— WHAT TO WORK ON —
1/ In the column about Jane Fonda and the draft below, list each point the writer says Wickam left out.
2/ Extend the column about Jane Fonda and the draft below, starting after its final sentence.

#### SOURCE PASSAGE

Tuesday, October 9, 2001

From the Hip

Well, it did not take long for "Hanoi Jane" Fonda to run her true colors up the flagpole. The rubble was still smoldering in New York when she announced that, "It would be a mistake for America to retaliate militarily."

What is it about being an actor best known for your cleavage that makes you an expert on war, strategy, politics, or anything else for that matter, other than who has the softest casting couch?

When Fonda visited the North Vietnamese while they were killing American boys, she was a traitor. Her latest statements aren't traitorous, but they amply illustrate the liberal-feminist foolishness that permeates Hollywood and so much of our national thinking.

It is this kind of backwards thinking that has allowed terrorism to spread as a viable means of applying political pressure.


I almost fell over last week when I read an editorial in the El Paso Times advocating a return to the draft.

DeWayne Wickam, the author, covers politics and social issues for Gannett News Service.

After arguing with liberals for years that only a draft insured America of a sound military it was nice to see the same words published in a metropolitan newspaper and written by a guy that writes for one of the big boys.

Wickam made the point that the current volunteer military leaves the burden of defense on the backs of Southerners, blacks and the sons of the blue collar world in general.

True enough.

He left out the inherent danger of having a military composed of "them" rather than "us."

He left out the danger of having a country run by politicians who have never shouldered a pack and rifle.

He left out the fact that a military composed of a cross-section of America is a far better force than one made up only of patriots, career soldiers, and those who cannot find another job.

########
#### EXCERPTED DATA

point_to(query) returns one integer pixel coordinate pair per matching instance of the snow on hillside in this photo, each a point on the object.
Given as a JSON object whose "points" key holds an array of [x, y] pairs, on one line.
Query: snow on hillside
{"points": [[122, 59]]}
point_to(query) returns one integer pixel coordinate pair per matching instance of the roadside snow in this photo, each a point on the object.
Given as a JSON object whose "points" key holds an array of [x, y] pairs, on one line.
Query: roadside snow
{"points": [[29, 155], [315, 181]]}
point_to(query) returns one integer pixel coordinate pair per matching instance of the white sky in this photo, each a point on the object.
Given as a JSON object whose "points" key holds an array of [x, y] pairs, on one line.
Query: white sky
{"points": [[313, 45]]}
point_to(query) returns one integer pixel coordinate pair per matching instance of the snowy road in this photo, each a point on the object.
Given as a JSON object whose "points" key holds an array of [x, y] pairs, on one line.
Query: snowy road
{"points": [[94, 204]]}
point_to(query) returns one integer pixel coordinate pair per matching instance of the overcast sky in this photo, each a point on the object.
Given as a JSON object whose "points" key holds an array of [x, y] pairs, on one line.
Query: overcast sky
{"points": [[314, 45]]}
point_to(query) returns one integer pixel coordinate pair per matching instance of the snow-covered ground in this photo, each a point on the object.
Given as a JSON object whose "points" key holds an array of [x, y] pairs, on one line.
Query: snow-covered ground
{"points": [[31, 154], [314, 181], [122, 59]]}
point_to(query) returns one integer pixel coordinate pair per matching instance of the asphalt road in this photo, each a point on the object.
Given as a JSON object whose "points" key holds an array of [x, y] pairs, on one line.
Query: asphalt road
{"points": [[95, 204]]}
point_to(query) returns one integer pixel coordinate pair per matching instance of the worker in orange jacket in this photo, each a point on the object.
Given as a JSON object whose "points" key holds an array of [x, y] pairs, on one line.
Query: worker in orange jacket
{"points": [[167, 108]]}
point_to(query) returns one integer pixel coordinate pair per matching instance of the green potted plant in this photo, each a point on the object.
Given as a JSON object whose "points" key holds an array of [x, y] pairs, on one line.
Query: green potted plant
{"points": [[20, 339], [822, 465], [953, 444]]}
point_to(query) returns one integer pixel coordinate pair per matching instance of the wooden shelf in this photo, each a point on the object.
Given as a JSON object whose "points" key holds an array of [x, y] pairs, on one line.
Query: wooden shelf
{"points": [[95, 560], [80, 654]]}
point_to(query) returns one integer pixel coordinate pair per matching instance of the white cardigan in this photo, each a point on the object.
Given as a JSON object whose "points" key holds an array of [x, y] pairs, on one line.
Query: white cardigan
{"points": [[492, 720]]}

########

— ANSWERS GIVEN —
1/
- The inherent danger of having a military composed of "them" rather than "us"
- The danger of having a country run by politicians who have never shouldered a pack and rifle
- The fact that a military composed of a cross-section of America is a far better force than one made up only of patriots, career soldiers, and those who cannot find another job

2/
"Those who would give up essential liberty to purchase a little temporary safety deserve neither liberty nor safety."

—Benjamin Franklin, 1759

Our View

Current terrorist legislation is foolish - there is a better way

How do we fight terrorism on our own shores without gutting the very freedom we are trying to protect?

The solution is fairly simple outside the borders of the United States. It is called war. There are very few rules and you break those.

But what about inside the United States?

Here we find ourselves between mythology's Scylla and Charybdis _ between a West Texas rock and a hard place.

Since the beginnings of this great nation we have built legal walls that impede law enforcement but help guarantee that we do not degenerate into a police state.

U. S. Attorney General John Ashcroft and many others are supporting laws that gut these Constitutional protections that prevent indefinite detention without charges being filed, wholesale wire tapping, and a host of similar protections.

If all law enforcement officers could be trusted to always do the right thing, to always know who the bad guys were and to act appropriately, you would not need such protections. Law enforcement would not need rules.

But law enforcement officers are human beings subject to all of the emotions and faults that their fellow humans beings harbor _ greed, jealously, stupidity, hatred, blind ambition, prejudice…

The problem with most of this proposed legislation is that it hinges on the classification of the suspect as a terrorist. It is not hard to foresee terrorist becoming a very loosely defined word for investigation purposes.

At what point does a suspected drug dealer become a terrorist? A suspected mobster? A suspected money-laundering ring? With many of these measures we will have the fox guarding the Constitutional hen house. That is stupid.

Such "gloves off" law enforcement is an affront to the very liberties we are trying to protect.

Rather than drawing the line with an arbitrary classification of "terrorist" a better approach would be to relax rules regarding investigation of non-citizens.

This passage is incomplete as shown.